▶ _Exercise directions_
Give a count of the lines below that have the string "shell" in them, with no other words.

[Stored data entries]
━━━━━━
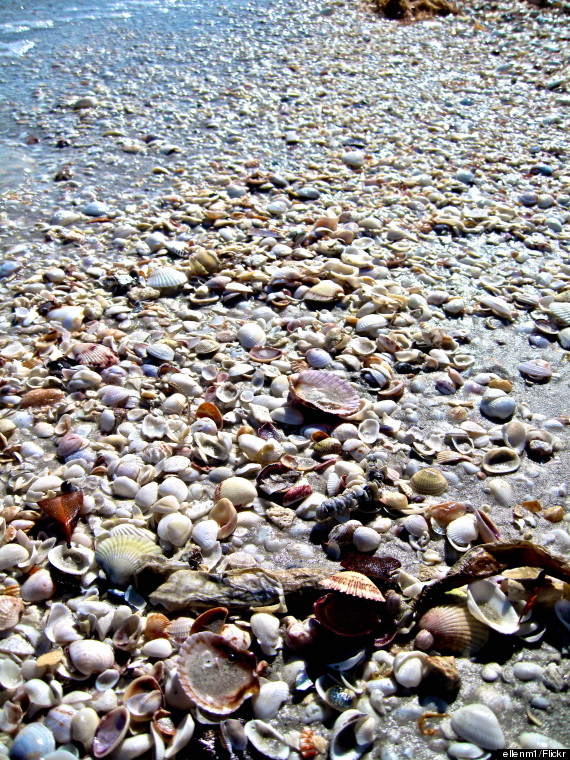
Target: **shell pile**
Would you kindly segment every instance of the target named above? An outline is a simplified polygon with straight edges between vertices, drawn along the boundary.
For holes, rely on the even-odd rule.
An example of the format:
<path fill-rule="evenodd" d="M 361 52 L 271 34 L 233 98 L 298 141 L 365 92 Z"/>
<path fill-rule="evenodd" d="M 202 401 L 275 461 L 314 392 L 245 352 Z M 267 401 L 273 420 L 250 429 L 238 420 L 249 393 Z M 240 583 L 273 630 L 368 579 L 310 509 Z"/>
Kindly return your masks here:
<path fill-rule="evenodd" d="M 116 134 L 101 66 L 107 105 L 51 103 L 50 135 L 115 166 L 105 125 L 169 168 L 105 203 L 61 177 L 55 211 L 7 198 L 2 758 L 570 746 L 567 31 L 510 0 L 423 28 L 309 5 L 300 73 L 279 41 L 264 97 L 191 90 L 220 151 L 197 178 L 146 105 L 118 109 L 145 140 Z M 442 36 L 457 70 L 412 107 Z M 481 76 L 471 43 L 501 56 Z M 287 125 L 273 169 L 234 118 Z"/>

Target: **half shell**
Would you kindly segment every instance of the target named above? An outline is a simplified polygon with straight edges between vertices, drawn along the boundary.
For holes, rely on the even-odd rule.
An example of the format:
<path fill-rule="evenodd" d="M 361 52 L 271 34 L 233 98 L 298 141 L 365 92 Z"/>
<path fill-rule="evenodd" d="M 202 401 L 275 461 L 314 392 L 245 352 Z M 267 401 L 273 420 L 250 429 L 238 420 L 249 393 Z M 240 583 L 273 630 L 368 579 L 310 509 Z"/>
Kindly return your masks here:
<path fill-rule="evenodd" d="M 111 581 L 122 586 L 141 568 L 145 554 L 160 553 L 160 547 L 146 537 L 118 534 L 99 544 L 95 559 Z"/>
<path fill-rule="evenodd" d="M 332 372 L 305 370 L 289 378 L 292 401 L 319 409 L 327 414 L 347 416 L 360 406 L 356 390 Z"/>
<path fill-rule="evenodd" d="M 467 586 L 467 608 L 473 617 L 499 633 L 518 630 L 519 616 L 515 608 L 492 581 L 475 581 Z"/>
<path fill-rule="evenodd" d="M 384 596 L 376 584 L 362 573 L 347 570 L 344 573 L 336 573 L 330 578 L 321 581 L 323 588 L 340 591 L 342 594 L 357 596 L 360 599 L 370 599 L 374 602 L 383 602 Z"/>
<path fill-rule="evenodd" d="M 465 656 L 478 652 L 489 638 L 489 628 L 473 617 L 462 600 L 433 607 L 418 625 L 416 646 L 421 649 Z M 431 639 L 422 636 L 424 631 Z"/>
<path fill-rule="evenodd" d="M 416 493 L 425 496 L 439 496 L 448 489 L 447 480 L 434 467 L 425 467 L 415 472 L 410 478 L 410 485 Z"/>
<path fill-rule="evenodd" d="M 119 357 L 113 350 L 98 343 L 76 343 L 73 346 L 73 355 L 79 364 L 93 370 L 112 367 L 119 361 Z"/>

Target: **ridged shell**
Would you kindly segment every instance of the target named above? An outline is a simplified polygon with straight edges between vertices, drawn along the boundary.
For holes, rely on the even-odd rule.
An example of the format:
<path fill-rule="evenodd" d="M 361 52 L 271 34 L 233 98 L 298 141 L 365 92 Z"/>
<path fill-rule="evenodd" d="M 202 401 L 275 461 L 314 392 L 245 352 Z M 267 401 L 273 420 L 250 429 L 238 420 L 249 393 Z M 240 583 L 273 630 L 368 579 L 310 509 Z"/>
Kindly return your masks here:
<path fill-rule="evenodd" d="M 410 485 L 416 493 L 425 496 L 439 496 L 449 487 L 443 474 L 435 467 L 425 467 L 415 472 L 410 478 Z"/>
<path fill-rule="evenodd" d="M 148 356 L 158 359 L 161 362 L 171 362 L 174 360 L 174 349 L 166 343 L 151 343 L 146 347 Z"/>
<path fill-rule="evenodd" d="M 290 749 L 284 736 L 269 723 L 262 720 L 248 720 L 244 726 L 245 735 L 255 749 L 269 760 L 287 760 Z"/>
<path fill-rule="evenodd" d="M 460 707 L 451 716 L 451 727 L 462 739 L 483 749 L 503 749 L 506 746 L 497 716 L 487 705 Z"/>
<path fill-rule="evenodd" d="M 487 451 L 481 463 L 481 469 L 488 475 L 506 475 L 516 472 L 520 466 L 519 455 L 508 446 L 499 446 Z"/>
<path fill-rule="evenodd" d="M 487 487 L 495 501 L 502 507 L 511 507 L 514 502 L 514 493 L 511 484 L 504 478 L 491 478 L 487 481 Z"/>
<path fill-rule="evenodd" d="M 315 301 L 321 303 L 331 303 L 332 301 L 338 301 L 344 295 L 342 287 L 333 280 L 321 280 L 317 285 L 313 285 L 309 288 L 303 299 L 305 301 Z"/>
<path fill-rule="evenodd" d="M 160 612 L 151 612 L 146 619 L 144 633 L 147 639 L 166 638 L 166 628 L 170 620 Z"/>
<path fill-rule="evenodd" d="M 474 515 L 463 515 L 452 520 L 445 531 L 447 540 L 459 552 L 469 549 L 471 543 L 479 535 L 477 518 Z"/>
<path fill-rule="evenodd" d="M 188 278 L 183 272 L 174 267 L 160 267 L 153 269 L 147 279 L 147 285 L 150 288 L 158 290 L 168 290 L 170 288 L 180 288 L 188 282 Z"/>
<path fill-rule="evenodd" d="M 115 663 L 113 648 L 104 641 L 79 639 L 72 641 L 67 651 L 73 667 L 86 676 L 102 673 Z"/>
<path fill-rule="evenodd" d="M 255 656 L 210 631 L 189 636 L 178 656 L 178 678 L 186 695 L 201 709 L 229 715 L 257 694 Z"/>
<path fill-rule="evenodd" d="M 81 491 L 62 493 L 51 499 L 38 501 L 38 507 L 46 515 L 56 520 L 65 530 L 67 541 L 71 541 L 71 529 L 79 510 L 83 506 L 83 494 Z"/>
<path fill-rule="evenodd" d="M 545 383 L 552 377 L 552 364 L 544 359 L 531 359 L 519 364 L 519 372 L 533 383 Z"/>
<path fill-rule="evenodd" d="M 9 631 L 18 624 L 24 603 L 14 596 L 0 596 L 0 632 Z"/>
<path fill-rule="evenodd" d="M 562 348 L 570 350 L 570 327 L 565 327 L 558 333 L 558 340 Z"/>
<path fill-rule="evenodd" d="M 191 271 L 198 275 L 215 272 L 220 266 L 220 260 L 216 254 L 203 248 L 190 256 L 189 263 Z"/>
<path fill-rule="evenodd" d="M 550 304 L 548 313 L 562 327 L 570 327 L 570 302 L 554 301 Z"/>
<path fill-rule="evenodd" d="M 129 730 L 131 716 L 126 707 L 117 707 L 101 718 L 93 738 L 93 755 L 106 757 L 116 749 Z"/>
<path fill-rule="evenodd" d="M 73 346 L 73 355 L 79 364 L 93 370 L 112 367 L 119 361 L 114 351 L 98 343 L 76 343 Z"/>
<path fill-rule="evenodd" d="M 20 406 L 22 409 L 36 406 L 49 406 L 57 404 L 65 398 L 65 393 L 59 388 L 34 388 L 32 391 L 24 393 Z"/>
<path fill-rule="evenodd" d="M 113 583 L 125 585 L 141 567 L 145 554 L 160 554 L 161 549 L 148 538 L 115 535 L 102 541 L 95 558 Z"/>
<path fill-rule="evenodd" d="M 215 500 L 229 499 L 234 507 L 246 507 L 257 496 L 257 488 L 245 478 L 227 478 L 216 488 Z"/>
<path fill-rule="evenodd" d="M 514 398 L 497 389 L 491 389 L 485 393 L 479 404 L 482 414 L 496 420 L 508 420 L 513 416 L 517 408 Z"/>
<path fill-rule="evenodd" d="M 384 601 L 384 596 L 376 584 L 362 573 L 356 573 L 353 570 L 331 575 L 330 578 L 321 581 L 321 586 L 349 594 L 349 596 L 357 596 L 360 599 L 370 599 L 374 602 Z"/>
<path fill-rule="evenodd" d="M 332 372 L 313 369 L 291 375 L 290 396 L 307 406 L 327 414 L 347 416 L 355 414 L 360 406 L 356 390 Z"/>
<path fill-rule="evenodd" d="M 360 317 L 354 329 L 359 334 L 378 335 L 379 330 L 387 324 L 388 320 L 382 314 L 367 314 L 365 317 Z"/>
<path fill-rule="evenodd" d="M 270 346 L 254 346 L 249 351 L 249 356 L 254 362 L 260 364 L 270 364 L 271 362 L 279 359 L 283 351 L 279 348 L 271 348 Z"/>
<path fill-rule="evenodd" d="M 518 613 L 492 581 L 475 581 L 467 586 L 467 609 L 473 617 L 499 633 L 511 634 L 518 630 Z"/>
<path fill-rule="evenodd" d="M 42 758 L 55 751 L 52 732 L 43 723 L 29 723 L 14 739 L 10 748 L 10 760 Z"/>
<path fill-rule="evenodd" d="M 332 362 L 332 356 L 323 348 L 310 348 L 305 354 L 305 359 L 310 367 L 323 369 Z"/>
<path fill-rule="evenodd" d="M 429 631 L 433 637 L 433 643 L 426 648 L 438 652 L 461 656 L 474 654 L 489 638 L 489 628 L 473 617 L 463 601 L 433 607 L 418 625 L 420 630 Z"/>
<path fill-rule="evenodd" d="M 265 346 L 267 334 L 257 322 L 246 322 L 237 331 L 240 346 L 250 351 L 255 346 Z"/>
━━━━━━
▶ _Written response_
3